◆ **EXTRACTED MATERIAL**

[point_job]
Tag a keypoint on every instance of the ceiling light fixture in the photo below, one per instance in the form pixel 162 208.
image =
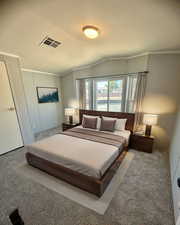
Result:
pixel 91 31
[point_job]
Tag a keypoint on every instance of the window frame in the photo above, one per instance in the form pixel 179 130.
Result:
pixel 108 79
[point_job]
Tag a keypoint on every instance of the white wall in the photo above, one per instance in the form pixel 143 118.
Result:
pixel 47 115
pixel 162 94
pixel 175 166
pixel 162 87
pixel 15 77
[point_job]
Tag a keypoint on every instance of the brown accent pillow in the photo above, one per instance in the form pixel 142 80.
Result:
pixel 89 122
pixel 107 125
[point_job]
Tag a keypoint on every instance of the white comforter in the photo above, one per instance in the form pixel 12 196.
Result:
pixel 84 156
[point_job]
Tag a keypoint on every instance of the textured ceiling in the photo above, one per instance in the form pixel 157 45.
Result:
pixel 127 27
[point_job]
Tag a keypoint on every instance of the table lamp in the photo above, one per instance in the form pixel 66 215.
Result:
pixel 69 112
pixel 149 120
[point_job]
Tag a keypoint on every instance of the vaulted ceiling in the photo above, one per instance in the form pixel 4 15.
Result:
pixel 127 27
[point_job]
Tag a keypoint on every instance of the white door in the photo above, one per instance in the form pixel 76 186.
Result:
pixel 10 134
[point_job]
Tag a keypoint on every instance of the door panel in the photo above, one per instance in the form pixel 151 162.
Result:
pixel 10 135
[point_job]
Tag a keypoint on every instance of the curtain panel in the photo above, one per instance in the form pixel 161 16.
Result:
pixel 132 96
pixel 138 99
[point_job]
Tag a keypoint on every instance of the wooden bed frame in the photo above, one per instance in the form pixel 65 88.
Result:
pixel 87 183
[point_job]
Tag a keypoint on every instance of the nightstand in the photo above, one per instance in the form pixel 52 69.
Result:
pixel 66 126
pixel 142 143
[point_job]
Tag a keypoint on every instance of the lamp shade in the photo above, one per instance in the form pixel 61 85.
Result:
pixel 150 119
pixel 69 111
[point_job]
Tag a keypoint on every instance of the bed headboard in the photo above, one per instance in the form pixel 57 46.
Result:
pixel 129 116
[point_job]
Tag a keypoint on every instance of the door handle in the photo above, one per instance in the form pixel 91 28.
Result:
pixel 11 109
pixel 178 182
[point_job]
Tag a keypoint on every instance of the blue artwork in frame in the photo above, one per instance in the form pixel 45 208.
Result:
pixel 47 94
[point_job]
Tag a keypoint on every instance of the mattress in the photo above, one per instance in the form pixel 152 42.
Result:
pixel 84 156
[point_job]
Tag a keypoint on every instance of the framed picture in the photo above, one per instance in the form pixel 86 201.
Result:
pixel 47 94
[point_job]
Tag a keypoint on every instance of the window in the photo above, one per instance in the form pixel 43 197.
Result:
pixel 114 94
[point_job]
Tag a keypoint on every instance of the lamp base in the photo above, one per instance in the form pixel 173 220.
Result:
pixel 70 119
pixel 148 130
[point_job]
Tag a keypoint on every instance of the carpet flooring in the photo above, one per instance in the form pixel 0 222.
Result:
pixel 143 197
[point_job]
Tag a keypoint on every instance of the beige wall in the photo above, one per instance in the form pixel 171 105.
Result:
pixel 162 94
pixel 175 166
pixel 162 87
pixel 42 116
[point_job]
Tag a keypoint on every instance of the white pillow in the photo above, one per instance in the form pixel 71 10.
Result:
pixel 98 120
pixel 120 123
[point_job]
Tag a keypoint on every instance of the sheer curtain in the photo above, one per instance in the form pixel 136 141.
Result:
pixel 138 98
pixel 82 93
pixel 134 86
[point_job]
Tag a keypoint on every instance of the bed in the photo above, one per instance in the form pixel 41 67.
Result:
pixel 82 157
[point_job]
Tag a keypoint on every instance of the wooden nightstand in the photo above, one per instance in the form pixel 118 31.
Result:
pixel 66 126
pixel 142 142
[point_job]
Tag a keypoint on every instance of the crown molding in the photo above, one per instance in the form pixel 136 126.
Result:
pixel 116 58
pixel 39 72
pixel 164 52
pixel 9 54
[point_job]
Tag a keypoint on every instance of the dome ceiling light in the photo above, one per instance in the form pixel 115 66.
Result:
pixel 91 32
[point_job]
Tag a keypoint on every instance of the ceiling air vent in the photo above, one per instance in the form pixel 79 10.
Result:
pixel 50 42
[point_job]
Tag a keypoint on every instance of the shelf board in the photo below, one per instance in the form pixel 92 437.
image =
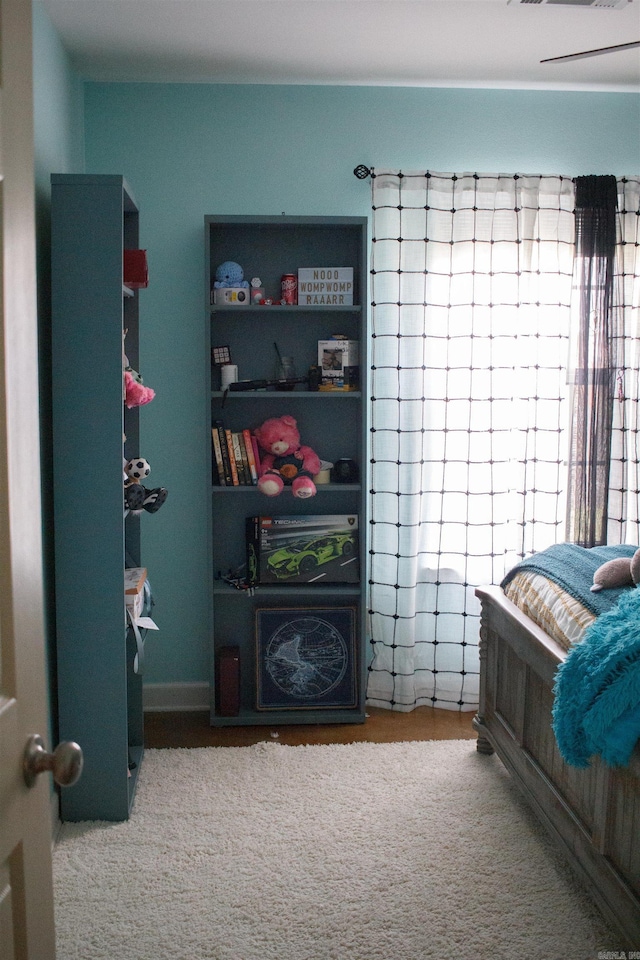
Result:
pixel 290 590
pixel 279 308
pixel 252 488
pixel 285 394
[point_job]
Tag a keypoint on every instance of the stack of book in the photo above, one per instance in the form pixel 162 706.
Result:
pixel 235 456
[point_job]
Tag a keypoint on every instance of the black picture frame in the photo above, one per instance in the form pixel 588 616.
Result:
pixel 306 658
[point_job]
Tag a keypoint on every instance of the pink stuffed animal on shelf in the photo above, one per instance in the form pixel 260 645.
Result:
pixel 285 462
pixel 136 394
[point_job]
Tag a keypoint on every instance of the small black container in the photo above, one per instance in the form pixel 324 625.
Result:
pixel 345 471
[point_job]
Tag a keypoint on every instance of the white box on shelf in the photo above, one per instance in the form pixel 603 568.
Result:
pixel 325 286
pixel 334 356
pixel 232 295
pixel 134 578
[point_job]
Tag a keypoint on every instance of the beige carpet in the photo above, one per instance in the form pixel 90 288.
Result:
pixel 405 851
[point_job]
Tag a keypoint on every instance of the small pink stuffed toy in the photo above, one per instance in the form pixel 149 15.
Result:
pixel 136 394
pixel 285 462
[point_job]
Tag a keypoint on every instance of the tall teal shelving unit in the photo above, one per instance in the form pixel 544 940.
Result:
pixel 333 423
pixel 94 218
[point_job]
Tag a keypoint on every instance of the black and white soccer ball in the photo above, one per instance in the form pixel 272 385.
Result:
pixel 137 469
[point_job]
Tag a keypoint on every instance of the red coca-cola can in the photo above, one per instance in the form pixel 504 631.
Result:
pixel 289 287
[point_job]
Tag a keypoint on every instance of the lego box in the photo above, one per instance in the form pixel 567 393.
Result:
pixel 315 549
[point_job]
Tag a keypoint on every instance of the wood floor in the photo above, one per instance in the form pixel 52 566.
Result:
pixel 381 726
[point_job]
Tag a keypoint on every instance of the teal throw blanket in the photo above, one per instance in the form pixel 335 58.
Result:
pixel 597 689
pixel 572 568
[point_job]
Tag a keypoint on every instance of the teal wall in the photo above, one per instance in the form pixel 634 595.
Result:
pixel 58 107
pixel 190 150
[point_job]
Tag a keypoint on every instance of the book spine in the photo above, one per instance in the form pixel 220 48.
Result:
pixel 252 525
pixel 217 452
pixel 251 460
pixel 256 455
pixel 232 458
pixel 243 479
pixel 228 477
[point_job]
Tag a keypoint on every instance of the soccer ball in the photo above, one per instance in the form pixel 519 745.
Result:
pixel 137 469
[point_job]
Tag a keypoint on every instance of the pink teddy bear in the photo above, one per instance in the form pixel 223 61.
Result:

◆ **WHAT YOU HAVE TO DO**
Omit pictures and output the listing exactly.

◆ **TASK OUTPUT**
[point_job]
Tag a keypoint on every instance of the ceiling light fixture in the photo below, one per instance in the form pixel 162 208.
image =
Result:
pixel 91 31
[point_job]
Tag a keypoint on every instance of the window frame in the photo above, one per instance in the form pixel 179 130.
Result:
pixel 108 79
[point_job]
Tag a keypoint on every instance of the white wall in the photo above, one per instance in the form pixel 143 118.
Result:
pixel 47 115
pixel 162 94
pixel 175 166
pixel 162 87
pixel 15 77
[point_job]
Tag a keypoint on every instance of the brown accent pillow in the photo above, one per instance in the form pixel 142 80.
Result:
pixel 89 122
pixel 107 125
[point_job]
Tag a keypoint on every instance of the white comforter in the photo above, one per instance in the form pixel 12 196.
Result:
pixel 84 156
[point_job]
Tag a keypoint on every instance of the textured ceiling in the photo above, one per instance in the form pixel 157 45.
Result:
pixel 127 27
[point_job]
Tag a keypoint on every instance of the table lamp in the photo above, one per instance in the form pixel 66 215.
Result:
pixel 69 112
pixel 149 120
[point_job]
Tag a keypoint on every instance of the vaulted ceiling in the photo above, one per instance in the form pixel 4 15.
Result:
pixel 127 27
[point_job]
Tag a keypoint on every instance of the white door in the photo above, one per instance in the form pixel 76 186.
Result:
pixel 10 134
[point_job]
Tag a keypoint on every instance of the door panel in the photo above, one per instance in the form pixel 151 162.
Result:
pixel 10 135
[point_job]
Tag a keypoint on every instance of the curtain panel in the photo above, one per instance in the form pixel 161 16.
Result:
pixel 132 96
pixel 138 99
[point_job]
Tag a keypoint on every instance of the wooden bed frame in the photo above, one per instance in the form pixel 65 88.
Result:
pixel 87 183
[point_job]
Tag a keypoint on every instance of the nightstand in the photo above, one per instance in the form pixel 52 69.
Result:
pixel 66 126
pixel 142 143
[point_job]
Tag a keypoint on every instance of the lamp shade in the photo above, one per instance in the form pixel 61 85.
Result:
pixel 150 119
pixel 69 111
[point_job]
Tag a keypoint on every instance of the bed headboard in the photo above, one per instance in the form pixel 57 46.
Result:
pixel 129 116
[point_job]
Tag a keypoint on every instance of the door handle in the photo above, one per instance in the form pixel 91 28.
Result:
pixel 11 109
pixel 178 182
[point_job]
Tag a keypoint on every instance of the blue artwork in frame in the photo above, one per instance in the form pixel 45 208.
Result:
pixel 47 94
[point_job]
Tag a keypoint on every instance of the mattress in the photo above, one per instance in the form pixel 152 42.
Result:
pixel 84 156
[point_job]
Tag a keypoint on every instance of the framed picture in the photo above, one per instance in the form pixel 86 201.
Result:
pixel 47 94
[point_job]
Tag a keypoint on every instance of the window in the photo above, one per instance in the form pixel 43 197.
Result:
pixel 114 94
[point_job]
Tag a keypoint on every instance of the lamp base in the photo above, one per instance in the form pixel 173 220.
Result:
pixel 70 119
pixel 148 130
[point_job]
Tag a keypoint on every instance of the carpet flooring in the photo above, one per instance in the form pixel 0 222.
Result:
pixel 143 197
[point_job]
Tag a keypoint on every instance of the beige wall in the photo above, one per instance in the form pixel 171 105.
Result:
pixel 162 94
pixel 175 166
pixel 162 87
pixel 42 116
[point_job]
Tag a keypoint on every instance of the white pillow in the photo above, one per instance in the form pixel 71 10.
Result:
pixel 98 120
pixel 120 123
[point_job]
Tag a keypoint on every instance of the sheer curtain in the photo above, one per instance in the form pixel 136 141.
Result:
pixel 138 98
pixel 82 93
pixel 134 86
[point_job]
Tag a keypoint on every instance of the bed in the photo above, one per instance in the form pixel 41 67.
Result:
pixel 82 157
[point_job]
Tag a keypoint on every instance of the wooden nightstand in the photo above, one per instance in the form pixel 118 31.
Result:
pixel 66 126
pixel 142 142
[point_job]
Tag a keypoint on every instance of the crown molding in the photo above, one per instance in the form pixel 136 126.
Result:
pixel 116 58
pixel 39 72
pixel 164 52
pixel 9 54
[point_job]
Tag a keypoint on every instance of the dome ceiling light in the photo above, one per instance in the form pixel 115 66.
Result:
pixel 91 32
[point_job]
Tag a keypoint on every instance of the ceiling air vent in the photo above, one per instance in the form pixel 79 10.
Result:
pixel 50 42
[point_job]
Tag a keypoint on every instance of the shelf board in the photo below, one per instance in the form pixel 92 437.
image =
Result:
pixel 290 590
pixel 279 308
pixel 252 488
pixel 285 394
[point_job]
Tag a keypoint on every instance of the stack of book in the photo above, one per instance in the form pixel 162 706.
Result:
pixel 235 456
[point_job]
Tag a keypoint on every instance of the black picture frame in the photo above, one per instance in the form pixel 588 616.
Result:
pixel 306 658
[point_job]
Tag a keypoint on every instance of the pink stuffed animal on shelf in the photo above, one per instance in the form pixel 260 645.
Result:
pixel 285 462
pixel 136 394
[point_job]
Tag a keypoint on every instance of the small black container in the photo above, one per instance in the form pixel 324 625.
Result:
pixel 345 471
[point_job]
Tag a keypoint on every instance of the white box on shelf in the photo above, one per instance in the form pixel 603 568.
Result:
pixel 325 286
pixel 334 356
pixel 232 295
pixel 134 578
[point_job]
Tag a keypoint on every instance of the beige carpet in the photo above, one per instance in the form pixel 90 288.
Result:
pixel 405 851
[point_job]
Tag a keypoint on every instance of the small pink stuffed toy in the photo above, one per instance in the form pixel 149 15.
Result:
pixel 136 394
pixel 285 462
[point_job]
Tag a keypoint on every instance of the tall teal shelving unit in the photo above, one per instance in the form pixel 544 940.
Result:
pixel 333 423
pixel 94 218
[point_job]
Tag a keypoint on every instance of the black and white soccer ball in the photo above, one per instance in the form pixel 272 385.
Result:
pixel 137 469
[point_job]
Tag a keypoint on every instance of the red coca-cola can in the photo above, one per instance in the form pixel 504 631.
Result:
pixel 289 287
[point_job]
Tag a keypoint on every instance of the lego box in the photo above, one per instance in the form pixel 567 393.
Result:
pixel 315 549
[point_job]
Tag a keypoint on every instance of the wood floor in the photo above, one per instance in the form pixel 52 566.
Result:
pixel 381 726
[point_job]
Tag a keypoint on every instance of the teal throw blanket in the photo above, one per instance in the form pixel 335 58.
Result:
pixel 597 689
pixel 572 568
[point_job]
Tag a keypoint on every instance of the teal wall in the photo above, one per instance in the form pixel 634 595.
Result:
pixel 58 107
pixel 190 150
[point_job]
Tag a keypoint on every instance of the book spine in the photo above, one per instance in the form pixel 220 48.
Result:
pixel 252 525
pixel 217 452
pixel 251 460
pixel 256 455
pixel 232 458
pixel 243 479
pixel 228 477
[point_job]
Tag a keypoint on every instance of the soccer ball in the photo above, one per instance in the form pixel 519 745.
Result:
pixel 137 469
[point_job]
Tag a keypoint on every instance of the pink teddy bear in the photo above, one per instance in the form pixel 223 61.
Result:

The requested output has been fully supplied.